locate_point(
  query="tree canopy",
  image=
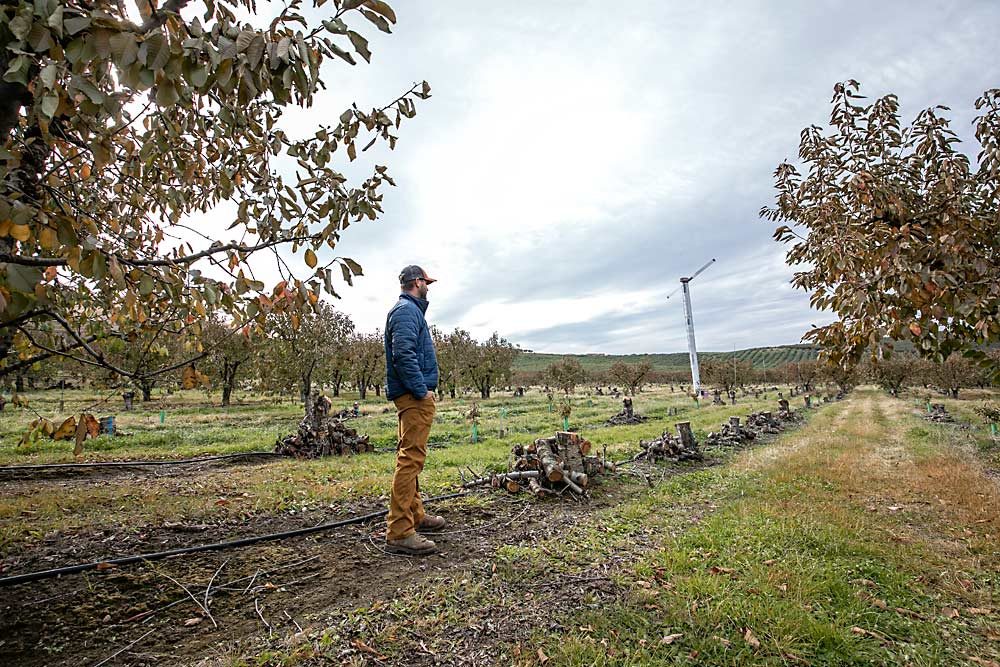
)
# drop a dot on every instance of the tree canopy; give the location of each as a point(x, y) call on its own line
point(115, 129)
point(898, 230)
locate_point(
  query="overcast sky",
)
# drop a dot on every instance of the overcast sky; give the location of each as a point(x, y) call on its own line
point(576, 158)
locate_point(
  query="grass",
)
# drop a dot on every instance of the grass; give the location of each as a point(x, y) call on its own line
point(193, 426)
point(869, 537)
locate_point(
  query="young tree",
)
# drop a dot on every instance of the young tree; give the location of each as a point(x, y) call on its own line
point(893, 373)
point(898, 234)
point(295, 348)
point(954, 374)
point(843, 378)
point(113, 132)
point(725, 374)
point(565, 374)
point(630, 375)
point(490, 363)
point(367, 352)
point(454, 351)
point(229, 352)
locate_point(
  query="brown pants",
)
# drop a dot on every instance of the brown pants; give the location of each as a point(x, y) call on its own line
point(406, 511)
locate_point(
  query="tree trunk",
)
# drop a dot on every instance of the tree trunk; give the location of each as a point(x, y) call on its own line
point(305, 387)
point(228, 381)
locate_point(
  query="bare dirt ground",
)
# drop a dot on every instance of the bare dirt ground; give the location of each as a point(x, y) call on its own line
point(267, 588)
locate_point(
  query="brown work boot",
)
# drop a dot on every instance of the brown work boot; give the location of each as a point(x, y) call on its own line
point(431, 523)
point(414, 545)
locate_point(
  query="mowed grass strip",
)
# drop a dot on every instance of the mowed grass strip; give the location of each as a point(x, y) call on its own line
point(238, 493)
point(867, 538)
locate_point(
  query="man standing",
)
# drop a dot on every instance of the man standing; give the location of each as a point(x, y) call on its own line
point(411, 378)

- _SET TASK_:
Lay out the entries from the very first line through the line with "point(898, 230)" as a JSON list of strings, one per line, and skip any blank lines. Leave the pictures out of the list.

- _EXPECTED OUTPUT_:
[
  "locate_point(",
  "  query=\"tree canopy\",",
  "  image=",
  ")",
  "# drop a dot on every instance of the tree canopy; give the location of each as a point(x, y) call on its own line",
  "point(115, 129)",
  "point(898, 230)"
]